▸ What you should do: Reproduce the piece on gut bacteria and MND word for word, starting with "Yesterday the Reta" and going on through "College London (UCL).".

#### Selected text ####

Yesterday the Reta Lila Weston Trust announced that they will be funding Dr Nikhil Sharma and colleagues at the Leonard Wolfson Experimental Neurology Centre (LWENC) to investigate whether the bacteria that live in our guts could alter the progression of MND. The grant is for £1.2 million over a period of four years. The LWENC is run jointly by the National Hospital for Neurology and Neurosurgery (NHNN) and University College London (UCL).
Incredibly, researchers have found a link between the bacteria that live in our guts and important cells called microglia. We know that microglia help regulate the function of the motor neurones. This study aims to find out whether the balance of gut bacteria in MND could be linked to changes in microglia.
Microglia and MND
Motor neurones are supported to conduct messages from our brains to our muscles by a group of cells known as glia. This research project focuses on a particular type of glial cells known as microglia.
Scientists already know a lot about the role of microglia in MND. In the early stages of the disease microglia help protect motor neurones from damage. However, as MND progresses the role of microglia changes, and they become toxic to the motor neurones rather than protecting them.

#### Provided information ####

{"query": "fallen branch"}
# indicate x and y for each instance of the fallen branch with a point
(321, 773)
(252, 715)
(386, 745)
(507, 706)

####

▸ Answer section:
Yesterday the Reta Lila Weston Trust announced that they will be funding Dr Nikhil Sharma and colleagues at the Leonard Wolfson Experimental Neurology Centre (LWENC) to investigate whether the bacteria that live in our guts could alter the progression of MND. The grant is for £1.2 million over a period of four years. The LWENC is run jointly by the National Hospital for Neurology and Neurosurgery (NHNN) and University College London (UCL).